What you need to do
[a] Rewrite everything in the passage about Mary from "People married early" down to "yes to God.", putting "overwhelmed" in place of "daunted".
[b] Pick up the passage about Mary after its final sentence and continue writing it.
— START OF Provided text —
Tradition has Mary leading a simple but devout life in the small village of Nazareth. Medieval manuscripts show her reading or weaving when the angel came to her. She was engaged but not yet married to a local man named Joseph who is described in the New Testament as a just man. Now I must tell you this story. I was in Jerusalem in 1991 and visited the Sisters of Nazareth. They were a French community which only moved to the Holy Land late in the nineteenth century. They went to Nazareth and looked for a building to occupy. They finally settled on a large old house which was described to them as the house of the just man. Later excavations revealed a first century house and burial ground beneath the present house. Is it possible that the tradition of the house of Joseph the just man had been handed on through two thousand years?
People married early in that society so Mary was probably only in her teens when she was confronted by an invitation from God to share in his plan of redemption. Anyone at any age would be daunted by such a divine invasion of their lives. The remarkable thing about Mary is that she didn’t turn away in fear but said yes to God.
Christian tradition makes much of the parallel with Eve in the Garden of Eden. She too was given a command by God but she said No! So just as St Paul describes Jesus as a Second Adam, tradition has called Mary a Second Eve whose yes to God reverses the disobedience of Eve.
— END OF Provided text —
— START OF Given information —
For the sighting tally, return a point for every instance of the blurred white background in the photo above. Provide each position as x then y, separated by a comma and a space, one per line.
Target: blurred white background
— END OF Given information —
Replies
[a]
People married early in that society so Mary was probably only in her teens when she was confronted by an invitation from God to share in his plan of redemption. Anyone at any age would be overwhelmed by such a divine invasion of their lives. The remarkable thing about Mary is that she didn’t turn away in fear but said yes to God.

[b]
Now there’s a danger in using language like this. Writers of the New Testament took the story of the Garden of Eden as historically true, whereas we do not. We can only use language like the Second Eve metaphorically. The truth is hard to define but the story of the angel announcing God’s plan to the mother of Jesus was written down in the first century and must have circulated in oral form for years before that.
The story of her giving birth to Jesus is truly remarkable - the arduous journey to Bethlehem, the visit of mysterious strangers, the flight into Egypt and the return to Nazareth. But the world was totally unaware that in this woman and her child God has begun the process of its redemption. And it all began with her yes to God.
But Mary is more than the mother of the Lord; she is also the model of Christian discipleship. Her virginity reminds us that we are all empty before God, needing to be filled by his Holy Spirit. At the wedding feast at Cana she says, Do whatever he tells you. And just as she was there at the cross and at the resurrection, we too are witnesses to the new and eternal life her son came to bring.